**The input**
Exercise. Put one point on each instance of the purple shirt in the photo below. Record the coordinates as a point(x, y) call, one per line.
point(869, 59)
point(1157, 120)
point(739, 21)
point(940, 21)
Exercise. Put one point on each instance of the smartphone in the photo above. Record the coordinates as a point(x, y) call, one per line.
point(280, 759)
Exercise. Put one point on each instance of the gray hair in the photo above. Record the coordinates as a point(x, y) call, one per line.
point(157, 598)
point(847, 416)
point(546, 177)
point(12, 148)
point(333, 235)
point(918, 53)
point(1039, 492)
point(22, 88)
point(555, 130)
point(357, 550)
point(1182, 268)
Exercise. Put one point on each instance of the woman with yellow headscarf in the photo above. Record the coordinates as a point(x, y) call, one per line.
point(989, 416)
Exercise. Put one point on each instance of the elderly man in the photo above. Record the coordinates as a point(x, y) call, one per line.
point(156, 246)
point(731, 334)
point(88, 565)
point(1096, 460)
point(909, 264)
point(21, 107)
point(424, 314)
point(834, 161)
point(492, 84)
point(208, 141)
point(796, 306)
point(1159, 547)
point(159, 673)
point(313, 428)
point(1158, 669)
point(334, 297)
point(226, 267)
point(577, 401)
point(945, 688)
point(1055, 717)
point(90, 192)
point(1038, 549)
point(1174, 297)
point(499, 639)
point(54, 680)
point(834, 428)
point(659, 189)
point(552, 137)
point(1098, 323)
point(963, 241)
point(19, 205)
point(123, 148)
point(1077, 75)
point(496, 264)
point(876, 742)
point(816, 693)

**Activity**
Only one thing belongs in the reply: the exact lines of the listing above, from the one with "Exercise. Put one point on each instance of the elderly" through its last line.

**Solution for this problem**
Exercise. Put one point on each instance of the elderly man in the photo above. Record the coordinates as a point(x, y) call, one per line.
point(156, 246)
point(731, 334)
point(88, 565)
point(1096, 460)
point(909, 264)
point(21, 107)
point(424, 314)
point(834, 161)
point(492, 84)
point(208, 141)
point(796, 306)
point(1159, 547)
point(159, 673)
point(313, 428)
point(1158, 669)
point(334, 297)
point(226, 267)
point(577, 401)
point(945, 688)
point(1055, 717)
point(90, 192)
point(1038, 549)
point(1174, 297)
point(499, 639)
point(54, 680)
point(834, 428)
point(659, 189)
point(552, 137)
point(1098, 323)
point(963, 241)
point(19, 205)
point(123, 148)
point(1077, 75)
point(496, 264)
point(876, 742)
point(816, 693)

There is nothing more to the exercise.